## [Short problem 1]
Report every line of the entries that contains the word "jacket". Case matters when matching.

## [Passage]
+++++
So far we only talked about the description of a probabilistic and a quantum system. We now look into observing/measuring those systems.
Observing a probabilistic system
Observing a probabilistic system is the process of learning the outcome from a probability distribution. If our probability distribution for example represents a coin flip, observing this distribution is equivalent to actually flipping the coin. In the probabilistic case, an observation is just about updating our knowledge or beliefs. This will be different in the quantum case.
Definition 4.1 (Observing a probabilistic system) Given a probability distribution \(d \in \mathbb{R}^n\), we will get the outcome \(i\) with a probability \(d_i\). The new distribution is then \[
e_i = \begin{pmatrix} 0 \\ \vdots \\ 0 \\ 1 \\ 0 \\ \vdots \\ 0 \end{pmatrix} \leftarrow \text{1 at the $i$-th position}
\]
The intuition for the new distribution is that we now after observing that \(i\) is the deterministic possibility for sure.
When observing a probabilistic system, the observation is just a passive process with no impact on the system. This means that there is no difference to the end result, whether we observe during the process or not. We take a look at an example to further understand this.
+++++
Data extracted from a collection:
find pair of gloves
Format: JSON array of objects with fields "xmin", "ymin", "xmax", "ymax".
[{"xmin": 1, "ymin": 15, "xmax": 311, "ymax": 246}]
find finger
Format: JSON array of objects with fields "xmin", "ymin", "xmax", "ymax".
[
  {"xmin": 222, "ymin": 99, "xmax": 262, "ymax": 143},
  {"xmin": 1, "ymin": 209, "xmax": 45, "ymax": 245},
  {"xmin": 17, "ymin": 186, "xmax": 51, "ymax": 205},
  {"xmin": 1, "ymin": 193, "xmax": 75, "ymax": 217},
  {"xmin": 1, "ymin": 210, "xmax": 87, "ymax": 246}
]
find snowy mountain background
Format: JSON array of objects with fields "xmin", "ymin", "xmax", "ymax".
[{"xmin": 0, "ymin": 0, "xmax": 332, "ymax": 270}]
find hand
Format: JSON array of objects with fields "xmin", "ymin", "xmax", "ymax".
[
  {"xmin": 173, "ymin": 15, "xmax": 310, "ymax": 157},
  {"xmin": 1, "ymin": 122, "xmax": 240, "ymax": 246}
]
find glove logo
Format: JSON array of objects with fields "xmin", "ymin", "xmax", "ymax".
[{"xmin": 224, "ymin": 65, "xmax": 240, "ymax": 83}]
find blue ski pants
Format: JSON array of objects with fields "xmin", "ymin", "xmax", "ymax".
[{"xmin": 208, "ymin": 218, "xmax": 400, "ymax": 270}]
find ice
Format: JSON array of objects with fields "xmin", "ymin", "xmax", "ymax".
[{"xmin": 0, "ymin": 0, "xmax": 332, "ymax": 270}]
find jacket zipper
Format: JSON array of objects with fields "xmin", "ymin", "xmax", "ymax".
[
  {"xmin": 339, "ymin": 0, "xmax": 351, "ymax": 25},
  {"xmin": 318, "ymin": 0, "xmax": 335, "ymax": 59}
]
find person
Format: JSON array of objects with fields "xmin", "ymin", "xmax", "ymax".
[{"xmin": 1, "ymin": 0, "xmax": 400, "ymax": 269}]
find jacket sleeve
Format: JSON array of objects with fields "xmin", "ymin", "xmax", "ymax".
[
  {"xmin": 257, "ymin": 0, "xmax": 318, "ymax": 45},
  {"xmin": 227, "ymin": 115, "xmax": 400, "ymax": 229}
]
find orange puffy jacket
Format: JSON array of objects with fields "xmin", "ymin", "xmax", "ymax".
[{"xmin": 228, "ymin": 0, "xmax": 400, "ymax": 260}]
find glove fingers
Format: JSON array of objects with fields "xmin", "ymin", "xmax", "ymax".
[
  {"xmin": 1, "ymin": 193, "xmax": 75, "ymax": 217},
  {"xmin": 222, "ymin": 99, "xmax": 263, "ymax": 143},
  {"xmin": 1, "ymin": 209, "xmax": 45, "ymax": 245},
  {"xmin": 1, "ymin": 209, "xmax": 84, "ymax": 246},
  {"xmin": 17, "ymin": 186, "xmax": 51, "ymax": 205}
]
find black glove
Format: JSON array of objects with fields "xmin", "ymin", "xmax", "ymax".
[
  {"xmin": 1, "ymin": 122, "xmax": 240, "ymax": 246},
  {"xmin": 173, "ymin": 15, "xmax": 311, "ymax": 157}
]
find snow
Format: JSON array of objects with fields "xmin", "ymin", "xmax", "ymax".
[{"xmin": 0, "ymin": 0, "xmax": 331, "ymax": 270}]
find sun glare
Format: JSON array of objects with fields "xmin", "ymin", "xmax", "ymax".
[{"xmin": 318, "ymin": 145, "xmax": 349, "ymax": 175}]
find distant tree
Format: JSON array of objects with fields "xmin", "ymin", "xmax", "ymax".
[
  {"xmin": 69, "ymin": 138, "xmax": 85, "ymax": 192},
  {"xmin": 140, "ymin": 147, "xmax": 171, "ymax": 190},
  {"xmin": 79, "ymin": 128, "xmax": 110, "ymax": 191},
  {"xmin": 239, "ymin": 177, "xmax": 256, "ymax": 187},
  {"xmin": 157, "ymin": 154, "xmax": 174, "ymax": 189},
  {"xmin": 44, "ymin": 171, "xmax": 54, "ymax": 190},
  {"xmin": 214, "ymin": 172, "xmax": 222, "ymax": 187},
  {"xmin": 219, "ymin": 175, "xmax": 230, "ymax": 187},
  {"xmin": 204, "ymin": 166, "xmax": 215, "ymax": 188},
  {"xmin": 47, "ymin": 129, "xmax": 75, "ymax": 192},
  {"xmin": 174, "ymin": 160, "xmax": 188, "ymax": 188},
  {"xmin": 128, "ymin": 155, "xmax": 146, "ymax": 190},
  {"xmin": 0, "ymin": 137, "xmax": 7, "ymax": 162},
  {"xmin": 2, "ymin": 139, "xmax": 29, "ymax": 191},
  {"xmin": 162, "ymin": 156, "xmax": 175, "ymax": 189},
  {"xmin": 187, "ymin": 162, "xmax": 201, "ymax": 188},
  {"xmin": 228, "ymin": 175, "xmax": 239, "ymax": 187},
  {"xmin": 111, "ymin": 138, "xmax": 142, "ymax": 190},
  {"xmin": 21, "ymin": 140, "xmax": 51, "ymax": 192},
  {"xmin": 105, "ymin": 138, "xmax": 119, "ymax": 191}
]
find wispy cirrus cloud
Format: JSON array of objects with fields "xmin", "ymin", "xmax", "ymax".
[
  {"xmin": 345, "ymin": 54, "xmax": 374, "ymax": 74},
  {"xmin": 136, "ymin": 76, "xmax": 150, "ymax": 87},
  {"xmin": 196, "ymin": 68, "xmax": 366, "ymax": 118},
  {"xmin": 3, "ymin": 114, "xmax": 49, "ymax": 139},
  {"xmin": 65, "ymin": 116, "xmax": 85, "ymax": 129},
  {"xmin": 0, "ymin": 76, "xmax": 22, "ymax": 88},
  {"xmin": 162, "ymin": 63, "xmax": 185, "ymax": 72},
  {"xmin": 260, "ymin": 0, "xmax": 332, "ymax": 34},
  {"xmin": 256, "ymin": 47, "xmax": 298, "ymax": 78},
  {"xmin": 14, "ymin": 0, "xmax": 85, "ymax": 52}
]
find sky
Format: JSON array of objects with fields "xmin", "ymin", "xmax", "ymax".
+++++
## [Short problem 2]
Continue the passage on observing a probabilistic system, starting right after its last sentence.

## [Written response 1]
find jacket zipper
find jacket sleeve
find orange puffy jacket

## [Written response 2]
We use a random 1-bit number example similar to the random 2-bit example from Chapter 2. We have a distribution \(d_{\text{1-bit}} = \begin{pmatrix} \frac{1}{2} \\ \frac{1}{2} \end{pmatrix}\) which represents the probability distribution of generating a 1-bit number with equal probability. We also have a process \(A_{\text{flip}} = \begin{pmatrix} \frac{2}{3} & \frac{1}{3} \\[2pt] \frac{1}{3} & \frac{2}{3} \end{pmatrix}\) which flips the bit with a probability of \(\frac{1}{3}\).
We look at two different cases: For the first case, we observe only the final distribution and for the second case we observe after the generation of the 1-bit number and we also observe the final distribution.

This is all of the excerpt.